#### [Records shown]
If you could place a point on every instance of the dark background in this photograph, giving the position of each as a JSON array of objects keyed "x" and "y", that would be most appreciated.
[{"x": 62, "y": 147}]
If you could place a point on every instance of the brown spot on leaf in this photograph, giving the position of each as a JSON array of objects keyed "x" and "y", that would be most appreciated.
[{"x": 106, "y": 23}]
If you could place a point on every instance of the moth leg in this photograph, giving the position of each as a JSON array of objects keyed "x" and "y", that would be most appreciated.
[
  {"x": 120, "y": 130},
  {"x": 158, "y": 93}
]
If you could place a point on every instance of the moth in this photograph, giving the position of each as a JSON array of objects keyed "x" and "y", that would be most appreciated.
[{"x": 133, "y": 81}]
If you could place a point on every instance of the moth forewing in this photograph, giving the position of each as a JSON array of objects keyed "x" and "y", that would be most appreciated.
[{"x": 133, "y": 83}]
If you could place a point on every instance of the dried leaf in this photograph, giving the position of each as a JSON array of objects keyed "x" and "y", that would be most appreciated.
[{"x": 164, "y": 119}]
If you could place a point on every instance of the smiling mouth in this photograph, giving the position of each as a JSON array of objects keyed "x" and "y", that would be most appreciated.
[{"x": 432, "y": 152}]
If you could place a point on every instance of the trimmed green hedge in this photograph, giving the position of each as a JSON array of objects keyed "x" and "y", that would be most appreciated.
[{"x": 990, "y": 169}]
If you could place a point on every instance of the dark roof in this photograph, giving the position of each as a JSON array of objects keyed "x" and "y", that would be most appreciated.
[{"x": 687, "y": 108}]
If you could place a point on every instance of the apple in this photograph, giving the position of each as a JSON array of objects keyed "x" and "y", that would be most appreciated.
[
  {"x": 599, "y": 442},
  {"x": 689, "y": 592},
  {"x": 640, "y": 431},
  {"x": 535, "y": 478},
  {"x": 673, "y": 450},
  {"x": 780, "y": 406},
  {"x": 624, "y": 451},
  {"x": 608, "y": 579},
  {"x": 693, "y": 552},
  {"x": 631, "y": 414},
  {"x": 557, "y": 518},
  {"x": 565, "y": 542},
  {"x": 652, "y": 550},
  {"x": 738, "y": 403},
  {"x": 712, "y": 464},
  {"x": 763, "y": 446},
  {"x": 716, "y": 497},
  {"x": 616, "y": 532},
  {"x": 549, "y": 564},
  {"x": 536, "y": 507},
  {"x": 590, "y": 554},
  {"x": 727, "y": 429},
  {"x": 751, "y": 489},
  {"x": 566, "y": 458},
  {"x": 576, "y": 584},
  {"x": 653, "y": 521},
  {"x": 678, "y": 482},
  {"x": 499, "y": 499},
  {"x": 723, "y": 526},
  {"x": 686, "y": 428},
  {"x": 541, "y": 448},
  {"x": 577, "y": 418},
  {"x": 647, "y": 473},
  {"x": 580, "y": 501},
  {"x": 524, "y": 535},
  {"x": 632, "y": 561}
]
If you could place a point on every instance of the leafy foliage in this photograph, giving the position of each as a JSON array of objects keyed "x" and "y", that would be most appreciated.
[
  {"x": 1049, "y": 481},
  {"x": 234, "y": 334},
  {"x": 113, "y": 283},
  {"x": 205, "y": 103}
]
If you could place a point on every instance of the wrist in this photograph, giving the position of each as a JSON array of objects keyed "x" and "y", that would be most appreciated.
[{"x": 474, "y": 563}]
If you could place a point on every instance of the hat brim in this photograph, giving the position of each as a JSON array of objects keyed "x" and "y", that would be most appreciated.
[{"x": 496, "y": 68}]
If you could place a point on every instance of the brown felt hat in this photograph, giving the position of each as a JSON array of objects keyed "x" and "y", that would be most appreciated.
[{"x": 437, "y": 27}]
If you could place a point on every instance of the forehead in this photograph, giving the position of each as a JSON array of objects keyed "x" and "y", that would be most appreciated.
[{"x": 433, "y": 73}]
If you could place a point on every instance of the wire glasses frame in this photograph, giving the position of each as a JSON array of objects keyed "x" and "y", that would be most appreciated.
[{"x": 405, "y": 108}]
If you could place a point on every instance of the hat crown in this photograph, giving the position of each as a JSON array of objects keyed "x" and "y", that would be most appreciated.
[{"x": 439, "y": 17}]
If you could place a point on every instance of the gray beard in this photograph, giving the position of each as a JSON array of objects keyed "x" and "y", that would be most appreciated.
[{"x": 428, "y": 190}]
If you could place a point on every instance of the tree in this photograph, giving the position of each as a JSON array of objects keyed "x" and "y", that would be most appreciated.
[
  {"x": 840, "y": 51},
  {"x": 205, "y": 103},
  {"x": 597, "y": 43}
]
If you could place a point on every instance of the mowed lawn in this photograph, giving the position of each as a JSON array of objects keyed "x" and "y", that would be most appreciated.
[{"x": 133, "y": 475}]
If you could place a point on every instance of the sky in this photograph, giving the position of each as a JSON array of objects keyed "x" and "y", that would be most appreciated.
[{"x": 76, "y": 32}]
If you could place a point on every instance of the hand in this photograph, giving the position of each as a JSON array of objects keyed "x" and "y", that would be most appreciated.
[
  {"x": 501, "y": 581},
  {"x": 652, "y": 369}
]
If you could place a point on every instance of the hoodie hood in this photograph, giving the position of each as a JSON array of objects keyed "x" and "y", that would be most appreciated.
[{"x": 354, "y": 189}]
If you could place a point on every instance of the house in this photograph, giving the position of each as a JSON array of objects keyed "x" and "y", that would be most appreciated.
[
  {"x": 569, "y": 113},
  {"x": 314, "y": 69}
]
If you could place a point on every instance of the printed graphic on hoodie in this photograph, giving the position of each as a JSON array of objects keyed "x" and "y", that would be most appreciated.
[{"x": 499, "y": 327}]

#### [Exercise details]
Reproduce all of the data above, swapping "most appreciated" for "greatly appreciated" everywhere it appears and keeping every other character unchanged.

#### [Task answer]
If you could place a point on every instance of the dark background in this photograph, giving the position of each as a JSON array of objects keyed "x" and "y", that would be greatly appreciated.
[{"x": 62, "y": 147}]
If you could place a point on every instance of the brown spot on leaf in this photograph, giving the position of each as a JSON array of objects keyed "x" and "y", that would be greatly appreciated.
[{"x": 106, "y": 23}]
If you could place a point on every instance of the moth leg in this photograph, giving the position of each as a JSON array of objects keyed "x" and "y", that would be greatly appreciated.
[
  {"x": 120, "y": 130},
  {"x": 158, "y": 93}
]
If you could place a point on every instance of the moth in this photograph, giving the position of each as a JSON array of objects keyed "x" and "y", that would be greatly appreciated.
[{"x": 133, "y": 81}]
If you could place a point on every instance of the moth forewing in this photograph, giving the position of each as a JSON array of objects keyed "x" and "y", that would be greatly appreciated.
[{"x": 133, "y": 83}]
If you could place a point on every instance of the dried leaf in this photograph, giving the position of each as a JSON array of objects keyed "x" and "y", that would be greatly appreciated.
[{"x": 164, "y": 119}]
If you could place a point on every instance of the smiling mouth in this photograph, giving the position of each as a JSON array of objects keyed "x" and "y", that would be greatly appreciated.
[{"x": 432, "y": 152}]
If you could place a point on every instance of the trimmed green hedge in this photograph, giving the position of each as a JSON array of objects keyed "x" and "y", that would be greatly appreciated.
[{"x": 990, "y": 169}]
If you could place a point on every instance of the dark roof in this photograph, giving the position of each as a JSON array of objects keyed "x" and "y", that would be greatly appreciated.
[{"x": 687, "y": 108}]
If you could place a point on every instance of the apple in this photograph, giving the position of each as a JSON array of objects keyed "x" and "y", that would be greatly appreciated.
[
  {"x": 599, "y": 442},
  {"x": 689, "y": 592},
  {"x": 640, "y": 431},
  {"x": 535, "y": 478},
  {"x": 673, "y": 450},
  {"x": 780, "y": 406},
  {"x": 624, "y": 451},
  {"x": 608, "y": 579},
  {"x": 693, "y": 552},
  {"x": 631, "y": 414},
  {"x": 557, "y": 518},
  {"x": 565, "y": 542},
  {"x": 652, "y": 550},
  {"x": 738, "y": 403},
  {"x": 712, "y": 464},
  {"x": 763, "y": 446},
  {"x": 716, "y": 497},
  {"x": 616, "y": 532},
  {"x": 549, "y": 564},
  {"x": 536, "y": 507},
  {"x": 590, "y": 554},
  {"x": 727, "y": 429},
  {"x": 751, "y": 489},
  {"x": 566, "y": 458},
  {"x": 576, "y": 584},
  {"x": 653, "y": 521},
  {"x": 678, "y": 482},
  {"x": 499, "y": 499},
  {"x": 723, "y": 526},
  {"x": 686, "y": 428},
  {"x": 541, "y": 448},
  {"x": 577, "y": 418},
  {"x": 647, "y": 473},
  {"x": 580, "y": 501},
  {"x": 524, "y": 535},
  {"x": 632, "y": 561}
]
If you could place a point on every instance of the leafy foliage in this photograph, giving the position of each as a JSON array of objects keyed "x" and "y", that would be greatly appreciated.
[
  {"x": 1049, "y": 481},
  {"x": 234, "y": 334},
  {"x": 113, "y": 283},
  {"x": 205, "y": 103}
]
If you could place a point on every instance of the wrist in this photograph, giving the position of each as a JSON array of objects keyed "x" and "y", that would be greatly appreciated.
[{"x": 474, "y": 563}]
If you could place a point on every instance of the hat brim in this photograph, giving the position of each as a JSON array of objects keyed "x" and "y", that would be greatly appreciated.
[{"x": 496, "y": 68}]
If you could place a point on every instance of the brown felt hat in this photograph, giving the position of each as a JSON array of objects keyed "x" and "y", that would be greatly appreciated.
[{"x": 437, "y": 27}]
If you could place a point on every instance of the forehead in this photograph, giving the position of each as a JSON array of objects keyed "x" and "y", that would be greatly appreciated.
[{"x": 433, "y": 73}]
If you could place a point on every instance of the wire glasses frame in this photograph, giving the position of each as a JSON array of objects keyed "x" and "y", that would be greatly appreciated.
[{"x": 405, "y": 108}]
If you could place a point on every instance of the hat crown in this photograph, giving the position of each as a JSON array of objects keyed "x" and "y", that would be greatly appreciated.
[{"x": 439, "y": 17}]
If you could place a point on every instance of the gray beard in this photograph, giving the position of each as a JSON array of objects keyed "x" and "y", that would be greatly appreciated.
[{"x": 428, "y": 190}]
If you could place a point on every instance of the tree in this photograph, giving the position of each as a JSON array of objects keyed "x" and "y", that would be greatly appreciated.
[
  {"x": 840, "y": 51},
  {"x": 205, "y": 103},
  {"x": 597, "y": 43}
]
If you could place a point on every instance of the mowed lawn in this photograph, giving the position of each as a JSON array of objects keyed "x" and "y", that would be greatly appreciated.
[{"x": 133, "y": 475}]
If you could place a point on every instance of the sky in this photograph, giving the position of each as a JSON array of objects keyed "x" and "y", that would be greatly appreciated.
[{"x": 76, "y": 32}]
If you could place a point on every instance of the hand in this photograph, giving the position of each as a JSON array of objects keyed "x" and "y", that would be greatly appreciated.
[
  {"x": 501, "y": 581},
  {"x": 652, "y": 369}
]
If you could place a point on every instance of the hoodie hood in this photograph, giving the position of each as a JSON array of objects keyed "x" and "y", that would be greatly appreciated.
[{"x": 354, "y": 189}]
If you could place a point on every instance of the house in this photograph, giving the position of each as a JSON array of objects keyed "x" and "y", that would be greatly appreciated.
[
  {"x": 569, "y": 113},
  {"x": 314, "y": 69}
]
If you could place a point on every instance of the printed graphic on hoodie in this photograph, giving the position of each as a JSON array of objects keyed "x" and "y", that would be greatly appreciated.
[{"x": 499, "y": 327}]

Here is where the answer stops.